— BEGIN PAGE EXTRACT —
Olive Gardens' Alfredo Fettucine
8 oz. Cream cheese cut in bits
3/4 cup Parmesan cheese(grated)
1/4 cup butter
1/4 cup milk
8 oz. Cooked, drained fettucine
In a large sauce pan combine all ingredients but pasta, and cook, and stir
until smooth. Toss pasta lightly with sauce.


Olive Gardens' Pasta Fagioli
1 lb. Can undrained northern beans
2 cans sliced style stewed tomatoes(14 oz. Each)
1 lb. Jar prego spaghetti sauce
2 ribs celery sliced thin
1 small onion chopped
2 cups small spiral pasta, uncooked
salt and pepper

Combine everything in Dutch Oven on med.-high. Bring to just a boil; turn
low. Cover the pan with a lid and allow to cook gently for 30 min., or until pasta is tender.

Olive Gardens' Raspberry Mousse Cheesecake
1 1/2 tsp. Gelatin
1 1/2tbsp. Cold water
1/2 cup raspberry preserves
2 tbsp. Sugar
1 cup heavy whipping cream
1 lb. Softened cream cheese
1/2 cup sugar
2 eggs
1/2 tsp. Vanilla
1 9" chocolate crumb crust (prepared)

Filling; preheat an oven to 325. Mix cream cheese, sugar, eggs, and vanilla with an electric mixer on med. Until thoroughly blended, about 3-4 min. Pour into prepared crust. Place on baking sheet and bake for 25 min. Cool to refrigerated temperature. Mousse; Sprinkle the gelatin over cold water, stir and let stand one min., put gelatin mixture in a microwave on high for 30 sec, or until the gelatin is completely dissolved. Combine the gelatin with preserves. Chill 10 min. Cream whip cream until soft peaks form. Add 2 tbsp. Sugar and cream until stiff peaks form. Measure out 1 P cups whipped cream for mousse, and set aside.
— END PAGE EXTRACT —
From the recipe text, return the stretch from "Olive Gardens' Alfredo" through "tomatoes(14 oz. Each)" word for word.
— BEGIN RECORD SET —
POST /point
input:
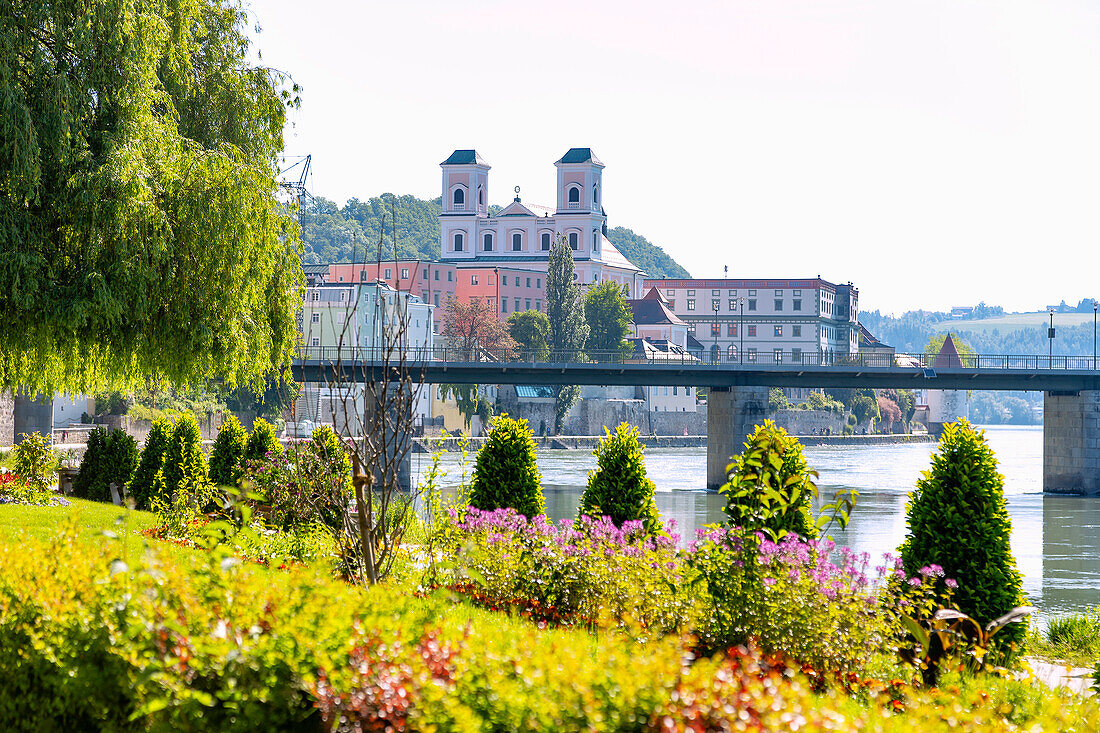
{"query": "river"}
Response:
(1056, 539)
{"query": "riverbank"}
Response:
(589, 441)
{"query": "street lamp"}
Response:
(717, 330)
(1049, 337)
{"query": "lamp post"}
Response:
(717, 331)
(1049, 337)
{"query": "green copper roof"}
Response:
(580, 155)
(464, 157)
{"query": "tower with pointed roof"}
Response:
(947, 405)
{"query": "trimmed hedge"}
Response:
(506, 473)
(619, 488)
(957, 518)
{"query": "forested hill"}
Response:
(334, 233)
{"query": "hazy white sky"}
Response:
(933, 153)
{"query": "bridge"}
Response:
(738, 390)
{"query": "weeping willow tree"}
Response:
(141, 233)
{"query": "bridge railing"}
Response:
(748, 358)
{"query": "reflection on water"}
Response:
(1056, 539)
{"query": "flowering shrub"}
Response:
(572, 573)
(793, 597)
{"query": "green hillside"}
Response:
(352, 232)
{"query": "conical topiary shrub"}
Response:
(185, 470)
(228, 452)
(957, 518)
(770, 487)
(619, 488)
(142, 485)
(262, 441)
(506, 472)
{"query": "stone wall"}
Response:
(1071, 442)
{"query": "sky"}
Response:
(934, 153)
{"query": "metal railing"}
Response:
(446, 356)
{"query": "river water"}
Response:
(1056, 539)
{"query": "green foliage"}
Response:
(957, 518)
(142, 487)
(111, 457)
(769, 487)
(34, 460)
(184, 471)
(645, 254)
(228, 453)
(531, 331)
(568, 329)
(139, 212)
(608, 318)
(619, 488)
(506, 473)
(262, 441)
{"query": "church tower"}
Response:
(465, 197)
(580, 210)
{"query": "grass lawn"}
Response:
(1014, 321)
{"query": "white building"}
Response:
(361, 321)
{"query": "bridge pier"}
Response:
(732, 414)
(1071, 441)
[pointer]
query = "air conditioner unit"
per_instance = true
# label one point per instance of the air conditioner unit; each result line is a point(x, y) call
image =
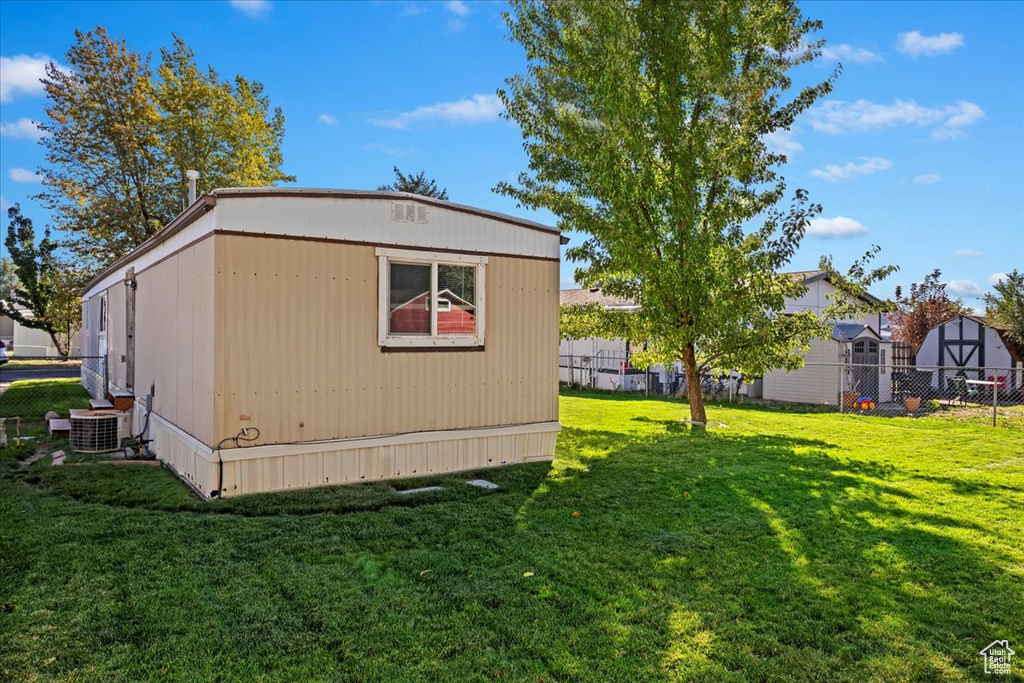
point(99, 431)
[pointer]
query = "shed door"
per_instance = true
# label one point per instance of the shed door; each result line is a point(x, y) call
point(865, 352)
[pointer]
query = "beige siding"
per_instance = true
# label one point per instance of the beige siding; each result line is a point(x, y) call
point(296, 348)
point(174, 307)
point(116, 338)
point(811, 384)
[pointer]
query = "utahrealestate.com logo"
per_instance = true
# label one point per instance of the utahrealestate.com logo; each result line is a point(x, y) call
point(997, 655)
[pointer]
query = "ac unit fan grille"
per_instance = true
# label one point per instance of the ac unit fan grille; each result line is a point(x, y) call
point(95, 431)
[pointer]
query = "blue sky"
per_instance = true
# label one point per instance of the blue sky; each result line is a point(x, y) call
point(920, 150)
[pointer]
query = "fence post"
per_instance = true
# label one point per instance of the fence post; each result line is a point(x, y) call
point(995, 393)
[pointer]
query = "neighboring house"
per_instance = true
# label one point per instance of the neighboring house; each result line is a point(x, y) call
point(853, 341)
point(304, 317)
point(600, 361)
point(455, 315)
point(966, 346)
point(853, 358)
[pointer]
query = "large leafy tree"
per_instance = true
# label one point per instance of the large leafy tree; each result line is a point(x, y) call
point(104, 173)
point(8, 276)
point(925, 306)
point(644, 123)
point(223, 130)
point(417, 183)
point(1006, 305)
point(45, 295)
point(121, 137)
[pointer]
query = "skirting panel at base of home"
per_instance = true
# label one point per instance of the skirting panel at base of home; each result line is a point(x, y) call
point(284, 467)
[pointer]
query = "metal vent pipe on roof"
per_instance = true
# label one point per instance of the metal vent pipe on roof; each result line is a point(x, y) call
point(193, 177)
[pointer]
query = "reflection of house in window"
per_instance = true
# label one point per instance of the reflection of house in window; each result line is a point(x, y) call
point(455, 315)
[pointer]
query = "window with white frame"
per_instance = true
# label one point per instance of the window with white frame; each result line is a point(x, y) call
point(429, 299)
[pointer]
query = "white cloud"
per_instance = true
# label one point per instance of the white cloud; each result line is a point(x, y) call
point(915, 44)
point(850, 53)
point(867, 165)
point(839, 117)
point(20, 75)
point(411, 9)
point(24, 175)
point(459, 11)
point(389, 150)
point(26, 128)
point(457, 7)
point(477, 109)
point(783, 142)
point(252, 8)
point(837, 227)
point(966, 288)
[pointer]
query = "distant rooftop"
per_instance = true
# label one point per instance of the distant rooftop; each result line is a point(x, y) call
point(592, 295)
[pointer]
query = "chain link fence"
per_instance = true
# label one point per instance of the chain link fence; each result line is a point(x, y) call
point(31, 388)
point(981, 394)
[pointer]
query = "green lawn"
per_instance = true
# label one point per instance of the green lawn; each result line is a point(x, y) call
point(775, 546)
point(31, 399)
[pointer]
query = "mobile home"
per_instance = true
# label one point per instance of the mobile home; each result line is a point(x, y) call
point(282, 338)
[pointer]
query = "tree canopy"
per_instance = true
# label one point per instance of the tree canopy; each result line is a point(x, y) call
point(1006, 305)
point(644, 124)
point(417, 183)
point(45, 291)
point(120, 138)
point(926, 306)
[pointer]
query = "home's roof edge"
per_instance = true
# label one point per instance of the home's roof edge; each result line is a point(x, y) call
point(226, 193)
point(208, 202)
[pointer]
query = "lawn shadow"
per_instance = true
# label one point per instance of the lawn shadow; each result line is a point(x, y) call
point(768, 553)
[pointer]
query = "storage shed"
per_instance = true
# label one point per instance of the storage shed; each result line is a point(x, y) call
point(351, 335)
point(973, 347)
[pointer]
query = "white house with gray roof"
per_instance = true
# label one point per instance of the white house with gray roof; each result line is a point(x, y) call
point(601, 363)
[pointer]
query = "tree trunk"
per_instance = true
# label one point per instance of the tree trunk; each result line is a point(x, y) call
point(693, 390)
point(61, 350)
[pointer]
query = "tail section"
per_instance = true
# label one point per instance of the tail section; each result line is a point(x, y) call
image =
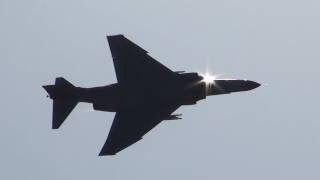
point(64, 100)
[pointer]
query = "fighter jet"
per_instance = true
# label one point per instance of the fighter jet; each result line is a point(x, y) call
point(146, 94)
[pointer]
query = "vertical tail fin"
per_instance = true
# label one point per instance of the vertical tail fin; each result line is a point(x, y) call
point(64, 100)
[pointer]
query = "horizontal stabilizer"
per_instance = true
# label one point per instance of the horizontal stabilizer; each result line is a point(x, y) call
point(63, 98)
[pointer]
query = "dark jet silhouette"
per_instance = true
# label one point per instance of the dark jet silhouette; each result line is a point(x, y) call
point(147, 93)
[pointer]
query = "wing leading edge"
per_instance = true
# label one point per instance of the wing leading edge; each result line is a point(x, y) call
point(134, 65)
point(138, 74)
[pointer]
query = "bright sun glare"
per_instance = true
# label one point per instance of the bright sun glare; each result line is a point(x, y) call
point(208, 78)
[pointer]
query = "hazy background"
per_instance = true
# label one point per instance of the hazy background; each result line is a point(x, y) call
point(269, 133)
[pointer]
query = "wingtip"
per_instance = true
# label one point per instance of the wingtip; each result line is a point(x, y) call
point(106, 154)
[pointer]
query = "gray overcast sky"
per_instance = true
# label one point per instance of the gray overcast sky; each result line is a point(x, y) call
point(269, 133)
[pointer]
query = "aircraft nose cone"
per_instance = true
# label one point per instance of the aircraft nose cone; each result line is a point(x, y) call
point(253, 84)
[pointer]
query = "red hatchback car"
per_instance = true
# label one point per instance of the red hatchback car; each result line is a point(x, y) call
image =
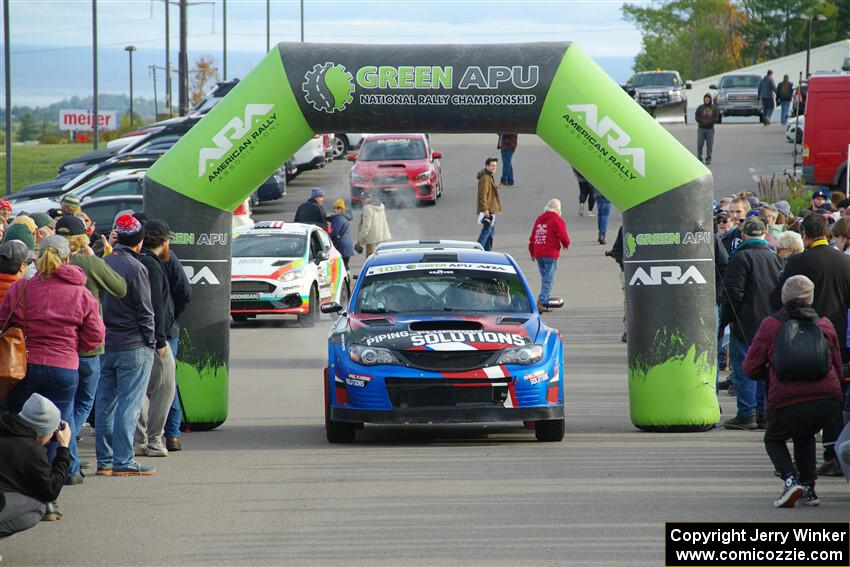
— END RECORD SET —
(ANSWER TO THIS TASK)
Olive Gardens' Alfredo Fettucine
8 oz. Cream cheese cut in bits
3/4 cup Parmesan cheese(grated)
1/4 cup butter
1/4 cup milk
8 oz. Cooked, drained fettucine
In a large sauce pan combine all ingredients but pasta, and cook, and stir
until smooth. Toss pasta lightly with sauce.


Olive Gardens' Pasta Fagioli
1 lb. Can undrained northern beans
2 cans sliced style stewed tomatoes(14 oz. Each)